— Begin Supplied records —

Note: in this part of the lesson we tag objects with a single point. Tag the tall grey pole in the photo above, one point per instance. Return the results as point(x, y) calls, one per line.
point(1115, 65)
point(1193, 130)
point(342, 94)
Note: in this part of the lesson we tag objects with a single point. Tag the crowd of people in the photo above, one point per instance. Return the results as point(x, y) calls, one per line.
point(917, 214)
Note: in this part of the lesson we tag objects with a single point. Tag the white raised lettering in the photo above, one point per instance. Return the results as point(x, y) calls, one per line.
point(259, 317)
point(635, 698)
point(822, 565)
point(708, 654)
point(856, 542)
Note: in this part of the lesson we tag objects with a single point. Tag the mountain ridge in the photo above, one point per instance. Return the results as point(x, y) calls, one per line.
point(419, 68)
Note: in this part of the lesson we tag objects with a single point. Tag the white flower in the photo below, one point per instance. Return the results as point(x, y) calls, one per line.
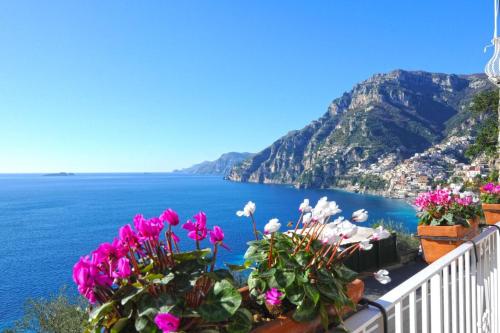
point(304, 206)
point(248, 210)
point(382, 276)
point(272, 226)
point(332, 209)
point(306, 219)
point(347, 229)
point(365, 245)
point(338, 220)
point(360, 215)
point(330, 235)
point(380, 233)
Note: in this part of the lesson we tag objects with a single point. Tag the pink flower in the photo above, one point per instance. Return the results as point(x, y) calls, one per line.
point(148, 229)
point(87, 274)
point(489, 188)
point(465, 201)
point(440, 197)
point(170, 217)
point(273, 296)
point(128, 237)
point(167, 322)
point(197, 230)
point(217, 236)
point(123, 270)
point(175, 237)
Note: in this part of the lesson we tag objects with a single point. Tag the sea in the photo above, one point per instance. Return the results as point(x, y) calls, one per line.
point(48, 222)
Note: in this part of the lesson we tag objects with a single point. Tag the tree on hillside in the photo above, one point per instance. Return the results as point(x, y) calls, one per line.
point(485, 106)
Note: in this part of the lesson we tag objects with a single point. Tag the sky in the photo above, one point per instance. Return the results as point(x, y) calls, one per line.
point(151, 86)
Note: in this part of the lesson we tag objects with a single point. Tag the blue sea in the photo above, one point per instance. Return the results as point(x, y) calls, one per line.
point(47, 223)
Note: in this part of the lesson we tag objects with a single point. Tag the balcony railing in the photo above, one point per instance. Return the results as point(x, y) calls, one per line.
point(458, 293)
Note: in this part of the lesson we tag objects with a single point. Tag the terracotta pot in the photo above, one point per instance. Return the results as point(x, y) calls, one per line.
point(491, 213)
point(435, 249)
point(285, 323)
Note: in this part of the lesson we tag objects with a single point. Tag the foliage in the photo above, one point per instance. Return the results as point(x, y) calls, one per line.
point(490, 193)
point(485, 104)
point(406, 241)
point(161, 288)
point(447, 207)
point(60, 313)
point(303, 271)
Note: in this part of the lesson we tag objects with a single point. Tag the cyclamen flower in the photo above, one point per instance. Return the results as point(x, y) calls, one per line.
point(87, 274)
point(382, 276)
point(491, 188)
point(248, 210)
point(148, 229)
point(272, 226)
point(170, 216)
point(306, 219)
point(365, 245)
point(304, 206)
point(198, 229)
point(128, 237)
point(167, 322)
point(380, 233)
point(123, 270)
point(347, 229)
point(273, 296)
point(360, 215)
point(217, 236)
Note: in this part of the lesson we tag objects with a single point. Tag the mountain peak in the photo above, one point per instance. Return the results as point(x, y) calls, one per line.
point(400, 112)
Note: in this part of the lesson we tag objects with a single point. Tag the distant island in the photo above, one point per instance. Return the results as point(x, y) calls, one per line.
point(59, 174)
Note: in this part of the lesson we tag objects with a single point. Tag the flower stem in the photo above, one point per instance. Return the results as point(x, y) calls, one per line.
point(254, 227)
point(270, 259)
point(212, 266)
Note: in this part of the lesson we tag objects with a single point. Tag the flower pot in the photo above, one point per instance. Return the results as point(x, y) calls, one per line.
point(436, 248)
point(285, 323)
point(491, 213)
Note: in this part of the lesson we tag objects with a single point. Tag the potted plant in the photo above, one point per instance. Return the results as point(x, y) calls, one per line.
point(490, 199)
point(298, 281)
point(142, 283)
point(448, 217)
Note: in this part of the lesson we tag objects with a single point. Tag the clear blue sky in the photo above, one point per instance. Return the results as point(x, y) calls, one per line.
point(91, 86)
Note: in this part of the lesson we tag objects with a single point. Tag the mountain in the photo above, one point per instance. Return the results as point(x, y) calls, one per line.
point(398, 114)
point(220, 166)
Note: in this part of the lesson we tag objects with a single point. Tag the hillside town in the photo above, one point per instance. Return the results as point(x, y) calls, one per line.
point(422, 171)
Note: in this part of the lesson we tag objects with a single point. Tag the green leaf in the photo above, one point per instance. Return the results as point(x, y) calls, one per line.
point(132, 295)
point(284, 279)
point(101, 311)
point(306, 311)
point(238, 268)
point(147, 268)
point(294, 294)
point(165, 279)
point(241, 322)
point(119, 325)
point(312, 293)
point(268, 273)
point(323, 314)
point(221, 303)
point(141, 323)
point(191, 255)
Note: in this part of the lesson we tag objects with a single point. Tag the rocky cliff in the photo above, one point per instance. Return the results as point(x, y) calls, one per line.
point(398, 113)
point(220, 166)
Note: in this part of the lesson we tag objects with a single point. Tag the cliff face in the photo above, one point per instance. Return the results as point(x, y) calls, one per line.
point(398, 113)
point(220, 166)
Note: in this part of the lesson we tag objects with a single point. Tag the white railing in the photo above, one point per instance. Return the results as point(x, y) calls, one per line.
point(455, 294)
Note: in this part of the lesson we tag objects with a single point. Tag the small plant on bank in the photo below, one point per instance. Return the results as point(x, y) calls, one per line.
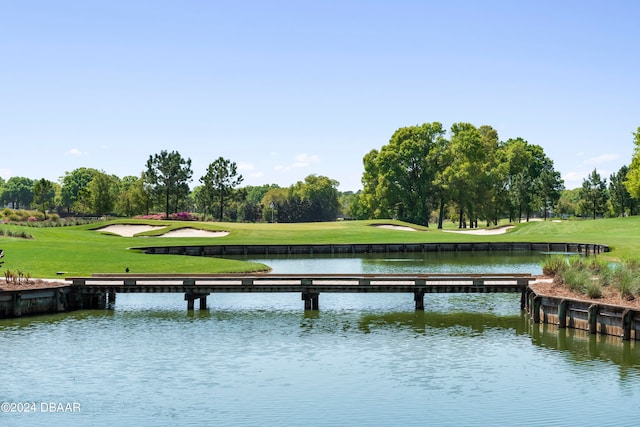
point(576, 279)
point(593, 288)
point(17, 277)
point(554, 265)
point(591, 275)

— End Supplied records —
— Begin Supplied records —

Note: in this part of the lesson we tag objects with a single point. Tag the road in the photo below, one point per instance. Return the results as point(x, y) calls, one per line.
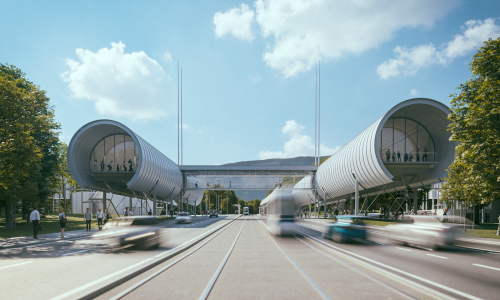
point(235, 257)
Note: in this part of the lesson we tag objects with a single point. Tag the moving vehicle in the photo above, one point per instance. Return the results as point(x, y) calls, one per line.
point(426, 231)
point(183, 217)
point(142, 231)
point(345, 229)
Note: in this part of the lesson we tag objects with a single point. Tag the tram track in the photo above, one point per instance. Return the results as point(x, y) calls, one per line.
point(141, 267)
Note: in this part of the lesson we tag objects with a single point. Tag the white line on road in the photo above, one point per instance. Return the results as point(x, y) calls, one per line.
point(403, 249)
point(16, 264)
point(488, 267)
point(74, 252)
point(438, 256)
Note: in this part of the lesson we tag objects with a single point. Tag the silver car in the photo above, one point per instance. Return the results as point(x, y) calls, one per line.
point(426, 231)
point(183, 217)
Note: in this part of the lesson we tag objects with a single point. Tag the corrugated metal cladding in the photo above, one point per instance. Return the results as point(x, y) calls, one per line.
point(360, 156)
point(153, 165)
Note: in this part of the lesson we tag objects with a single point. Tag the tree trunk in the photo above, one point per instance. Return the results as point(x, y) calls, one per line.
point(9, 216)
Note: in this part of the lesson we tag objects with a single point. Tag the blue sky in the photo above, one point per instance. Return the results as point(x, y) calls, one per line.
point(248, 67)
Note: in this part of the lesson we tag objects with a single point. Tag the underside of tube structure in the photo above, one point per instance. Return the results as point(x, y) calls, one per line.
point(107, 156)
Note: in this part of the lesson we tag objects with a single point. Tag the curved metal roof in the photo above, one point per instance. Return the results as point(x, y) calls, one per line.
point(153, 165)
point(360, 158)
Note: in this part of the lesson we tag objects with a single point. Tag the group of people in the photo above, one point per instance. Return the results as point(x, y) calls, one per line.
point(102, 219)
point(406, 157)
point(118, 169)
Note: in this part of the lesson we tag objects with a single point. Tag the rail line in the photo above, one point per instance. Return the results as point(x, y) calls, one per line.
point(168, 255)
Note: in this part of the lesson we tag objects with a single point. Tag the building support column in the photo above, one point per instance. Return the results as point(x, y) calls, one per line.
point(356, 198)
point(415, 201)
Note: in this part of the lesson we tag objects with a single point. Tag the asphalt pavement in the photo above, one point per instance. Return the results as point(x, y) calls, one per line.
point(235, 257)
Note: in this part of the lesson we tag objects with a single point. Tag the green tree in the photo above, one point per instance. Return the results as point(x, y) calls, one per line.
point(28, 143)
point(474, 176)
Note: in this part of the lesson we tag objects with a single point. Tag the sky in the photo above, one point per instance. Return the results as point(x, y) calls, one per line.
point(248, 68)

— End Supplied records —

● What you are asked to do
Reproduce the stretch of data above from the line containing "Tag the clear" through the line containing "point(422, 171)", both ends included, with every line unchanged.

● Output of the task
Note: in this part of the lesson we tag objects with a single point. Tag the clear blue sky in the photo above, one point per instance. Return the results as point(x, y) calls, one per line.
point(91, 86)
Note: in this part of the lesson we tag objects with a single point. Tag the mountain in the photo above, one point per instance. Return the results as point(x, y) calls, one per line.
point(398, 114)
point(220, 166)
Note: in this part of the lesson we tag objects with a single point. Tag the hillside town in the photo above, one point per instance. Return the results as point(x, y) calls, one per line.
point(422, 171)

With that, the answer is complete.